Page text:
— START —

Pretty/Groovy is an album by jazz trumpeter Chet Baker recorded in 1953 and 1954 (with one track from 1957) and released on the World Pacific label in 1958. The album compiles tracks previously released on the 1953 10-inch LP Chet Baker Quartet featuring Russ Freeman along with previously unissued recordings.

Reception

Allmusic rated the album with 3 stars.

Track listing
 "Look for the Silver Lining" (Buddy DeSylva, Jerome Kern) – 2:42     
 "Time After Time" (Sammy Cahn, Jule Styne) – 2:48    
 "Travelin' Light" (Trummy Young, Jimmy Mundy, Johnny Mercer) – 3:10    
 "My Funny Valentine" (Lorenz Hart, Richard Rodgers) – 2:21    
 "There Will Never Be Another You" (Harry Warren, Mack Gordon) – 3:01    
 "The Thrill Is Gone" (Lew Brown, Ray Henderson) – 2:48     
 "But Not for Me" (George Gershwin, Ira Gershwin) – 3:05    
 "Band Aid" (Russ Freeman) – 2:45    
 "The Lamp Is Low" (Peter DeRose, Bert Shefter) – 2:33    
 "Carson City Stage" (Carson Smith) – 2:37    
 "Long Ago (and Far Away)" (Jerome Kern, Ira Gershwin) – 2:15    
 "Easy to Love" (Cole Porter) – 3:03    
 "Winter Wonderland" (Felix Bernard, Richard B. Smith) – 2:28    
 "Batter Up" (Freeman) – 2:56
Recorded in Los Angeles on July 27, 29 & 30, 1953 (tracks 9–12 & 14), at Radio Recorders in Hollywood on October 3, 1953 (tracks 6 & 8) and October 27, 1953 (track 13), at Capitol Studios in Hollywood on February 15, 1954 (tracks 1, 2, 4, 5 & 7) and in New York City on December 9, 1957 (track 3)

— END —

Entries provided:
— START —

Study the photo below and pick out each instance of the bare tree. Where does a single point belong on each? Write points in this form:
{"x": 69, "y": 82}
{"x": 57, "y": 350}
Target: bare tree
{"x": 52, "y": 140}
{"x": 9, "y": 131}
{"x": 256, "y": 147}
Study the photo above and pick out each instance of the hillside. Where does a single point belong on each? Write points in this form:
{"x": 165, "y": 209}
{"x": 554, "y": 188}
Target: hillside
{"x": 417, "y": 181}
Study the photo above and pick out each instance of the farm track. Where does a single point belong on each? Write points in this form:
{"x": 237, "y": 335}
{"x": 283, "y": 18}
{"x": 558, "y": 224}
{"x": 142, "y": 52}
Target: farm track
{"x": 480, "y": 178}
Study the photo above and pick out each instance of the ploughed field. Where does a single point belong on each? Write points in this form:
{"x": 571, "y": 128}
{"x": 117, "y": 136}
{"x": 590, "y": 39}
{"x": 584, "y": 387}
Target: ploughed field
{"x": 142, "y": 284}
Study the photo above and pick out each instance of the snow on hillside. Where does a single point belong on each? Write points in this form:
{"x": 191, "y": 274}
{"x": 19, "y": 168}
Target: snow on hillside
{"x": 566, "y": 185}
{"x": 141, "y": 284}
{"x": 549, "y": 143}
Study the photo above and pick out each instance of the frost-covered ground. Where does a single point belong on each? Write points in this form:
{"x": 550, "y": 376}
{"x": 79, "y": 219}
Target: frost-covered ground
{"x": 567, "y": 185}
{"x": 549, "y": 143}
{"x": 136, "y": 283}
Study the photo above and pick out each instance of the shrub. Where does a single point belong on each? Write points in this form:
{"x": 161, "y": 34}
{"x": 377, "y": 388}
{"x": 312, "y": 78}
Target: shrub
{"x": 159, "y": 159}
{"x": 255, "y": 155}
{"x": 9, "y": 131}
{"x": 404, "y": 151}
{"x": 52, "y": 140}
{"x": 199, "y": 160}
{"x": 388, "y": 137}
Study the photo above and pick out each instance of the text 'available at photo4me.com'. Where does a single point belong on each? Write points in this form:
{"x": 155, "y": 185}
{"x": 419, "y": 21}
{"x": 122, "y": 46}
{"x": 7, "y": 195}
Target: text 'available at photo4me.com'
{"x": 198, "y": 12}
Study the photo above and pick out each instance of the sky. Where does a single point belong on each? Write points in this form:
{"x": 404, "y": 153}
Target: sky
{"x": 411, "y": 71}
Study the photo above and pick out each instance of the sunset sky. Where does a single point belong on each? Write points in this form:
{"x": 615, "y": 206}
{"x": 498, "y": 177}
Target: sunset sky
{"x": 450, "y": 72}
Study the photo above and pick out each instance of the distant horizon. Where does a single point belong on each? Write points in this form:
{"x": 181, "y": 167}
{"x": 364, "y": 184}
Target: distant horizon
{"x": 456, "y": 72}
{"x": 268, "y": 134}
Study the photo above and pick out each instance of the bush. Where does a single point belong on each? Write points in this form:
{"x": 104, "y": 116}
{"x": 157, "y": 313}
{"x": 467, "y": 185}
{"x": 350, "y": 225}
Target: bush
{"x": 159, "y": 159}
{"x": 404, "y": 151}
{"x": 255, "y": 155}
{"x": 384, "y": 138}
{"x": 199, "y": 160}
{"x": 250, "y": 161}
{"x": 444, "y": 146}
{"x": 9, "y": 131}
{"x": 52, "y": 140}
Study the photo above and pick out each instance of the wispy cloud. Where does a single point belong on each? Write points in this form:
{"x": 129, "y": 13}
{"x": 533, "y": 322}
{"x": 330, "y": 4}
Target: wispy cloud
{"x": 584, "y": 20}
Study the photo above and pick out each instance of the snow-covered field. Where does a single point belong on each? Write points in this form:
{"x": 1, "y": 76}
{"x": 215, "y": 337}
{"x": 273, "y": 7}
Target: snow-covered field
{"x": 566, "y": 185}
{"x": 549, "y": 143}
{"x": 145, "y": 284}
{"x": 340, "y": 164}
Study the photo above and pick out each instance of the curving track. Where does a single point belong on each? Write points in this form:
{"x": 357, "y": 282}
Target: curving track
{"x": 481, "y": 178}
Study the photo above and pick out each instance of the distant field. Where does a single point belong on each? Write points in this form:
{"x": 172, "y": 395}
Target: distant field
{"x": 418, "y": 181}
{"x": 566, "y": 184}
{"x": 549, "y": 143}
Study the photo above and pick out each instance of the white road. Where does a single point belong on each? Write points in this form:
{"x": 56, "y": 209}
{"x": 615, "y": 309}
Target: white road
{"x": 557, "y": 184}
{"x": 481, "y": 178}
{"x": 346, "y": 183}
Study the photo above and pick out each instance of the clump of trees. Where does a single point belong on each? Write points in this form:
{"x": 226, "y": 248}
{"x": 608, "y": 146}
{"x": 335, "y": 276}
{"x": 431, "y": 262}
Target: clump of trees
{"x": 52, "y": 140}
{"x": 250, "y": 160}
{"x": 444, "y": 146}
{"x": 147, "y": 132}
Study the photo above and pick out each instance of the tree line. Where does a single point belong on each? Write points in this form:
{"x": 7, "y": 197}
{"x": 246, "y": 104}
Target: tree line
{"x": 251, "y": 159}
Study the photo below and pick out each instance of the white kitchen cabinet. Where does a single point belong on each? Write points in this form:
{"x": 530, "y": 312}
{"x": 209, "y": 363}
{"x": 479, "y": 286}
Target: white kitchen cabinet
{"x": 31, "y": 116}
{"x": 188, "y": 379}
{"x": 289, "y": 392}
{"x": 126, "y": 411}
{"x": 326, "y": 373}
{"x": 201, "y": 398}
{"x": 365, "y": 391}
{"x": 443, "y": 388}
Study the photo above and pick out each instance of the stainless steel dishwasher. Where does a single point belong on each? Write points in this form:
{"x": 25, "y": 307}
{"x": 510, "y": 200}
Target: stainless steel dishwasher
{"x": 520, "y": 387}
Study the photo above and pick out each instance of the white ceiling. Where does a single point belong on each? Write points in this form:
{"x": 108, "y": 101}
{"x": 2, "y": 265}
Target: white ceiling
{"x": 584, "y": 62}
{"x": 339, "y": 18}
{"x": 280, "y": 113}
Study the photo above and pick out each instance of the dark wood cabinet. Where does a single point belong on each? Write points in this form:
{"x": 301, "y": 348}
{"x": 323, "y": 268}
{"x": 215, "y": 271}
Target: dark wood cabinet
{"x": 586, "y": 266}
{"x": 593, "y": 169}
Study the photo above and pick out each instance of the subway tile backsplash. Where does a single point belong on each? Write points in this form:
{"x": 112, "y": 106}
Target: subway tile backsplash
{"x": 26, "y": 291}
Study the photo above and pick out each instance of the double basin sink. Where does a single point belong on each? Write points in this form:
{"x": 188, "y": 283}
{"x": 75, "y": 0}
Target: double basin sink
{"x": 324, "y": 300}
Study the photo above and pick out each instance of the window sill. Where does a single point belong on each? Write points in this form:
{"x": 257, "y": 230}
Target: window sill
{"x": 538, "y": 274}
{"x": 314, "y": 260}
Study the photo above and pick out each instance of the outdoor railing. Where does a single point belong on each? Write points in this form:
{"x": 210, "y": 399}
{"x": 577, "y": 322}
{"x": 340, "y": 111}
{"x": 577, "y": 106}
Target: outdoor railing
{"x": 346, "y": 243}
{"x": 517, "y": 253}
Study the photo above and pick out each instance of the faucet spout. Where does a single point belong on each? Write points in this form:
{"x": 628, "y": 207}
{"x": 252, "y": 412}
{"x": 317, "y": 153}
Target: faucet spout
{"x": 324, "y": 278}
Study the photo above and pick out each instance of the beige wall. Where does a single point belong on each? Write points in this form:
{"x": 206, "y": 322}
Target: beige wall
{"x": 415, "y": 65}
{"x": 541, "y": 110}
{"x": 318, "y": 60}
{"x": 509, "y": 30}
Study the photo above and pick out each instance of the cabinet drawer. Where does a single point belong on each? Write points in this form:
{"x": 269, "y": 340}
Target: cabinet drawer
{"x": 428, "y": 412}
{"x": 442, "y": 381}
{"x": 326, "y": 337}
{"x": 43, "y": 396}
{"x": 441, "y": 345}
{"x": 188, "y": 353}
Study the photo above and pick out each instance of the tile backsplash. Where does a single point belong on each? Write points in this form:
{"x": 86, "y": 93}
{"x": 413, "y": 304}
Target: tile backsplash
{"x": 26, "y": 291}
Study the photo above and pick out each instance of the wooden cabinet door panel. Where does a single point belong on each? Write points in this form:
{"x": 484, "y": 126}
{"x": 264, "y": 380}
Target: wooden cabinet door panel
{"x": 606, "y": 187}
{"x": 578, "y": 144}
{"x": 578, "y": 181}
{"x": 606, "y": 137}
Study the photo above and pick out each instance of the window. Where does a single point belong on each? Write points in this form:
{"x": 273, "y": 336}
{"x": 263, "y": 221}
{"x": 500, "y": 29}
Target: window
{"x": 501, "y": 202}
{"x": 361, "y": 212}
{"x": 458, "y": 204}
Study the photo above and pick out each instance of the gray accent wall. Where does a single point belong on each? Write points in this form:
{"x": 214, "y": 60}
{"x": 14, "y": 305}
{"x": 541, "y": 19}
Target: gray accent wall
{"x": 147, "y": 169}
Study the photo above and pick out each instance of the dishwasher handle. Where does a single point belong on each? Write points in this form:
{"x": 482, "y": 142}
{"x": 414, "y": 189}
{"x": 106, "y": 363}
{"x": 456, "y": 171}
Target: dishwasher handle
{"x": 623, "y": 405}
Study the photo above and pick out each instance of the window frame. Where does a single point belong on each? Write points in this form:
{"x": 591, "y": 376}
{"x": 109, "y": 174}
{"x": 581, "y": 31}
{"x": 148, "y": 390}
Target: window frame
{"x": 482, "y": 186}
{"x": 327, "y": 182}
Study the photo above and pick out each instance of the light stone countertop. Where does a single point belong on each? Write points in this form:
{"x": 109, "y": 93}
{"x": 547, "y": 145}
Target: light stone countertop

— END —

Direction:
Reproduce the passage of the album text that begins at "Pretty/Groovy is an" and ends after "previously unissued recordings.", swapping "World Pacific" for "Pacific Jazz". The material is separate from the album text and unrelated to it.

Task solution:
Pretty/Groovy is an album by jazz trumpeter Chet Baker recorded in 1953 and 1954 (with one track from 1957) and released on the Pacific Jazz label in 1958. The album compiles tracks previously released on the 1953 10-inch LP Chet Baker Quartet featuring Russ Freeman along with previously unissued recordings.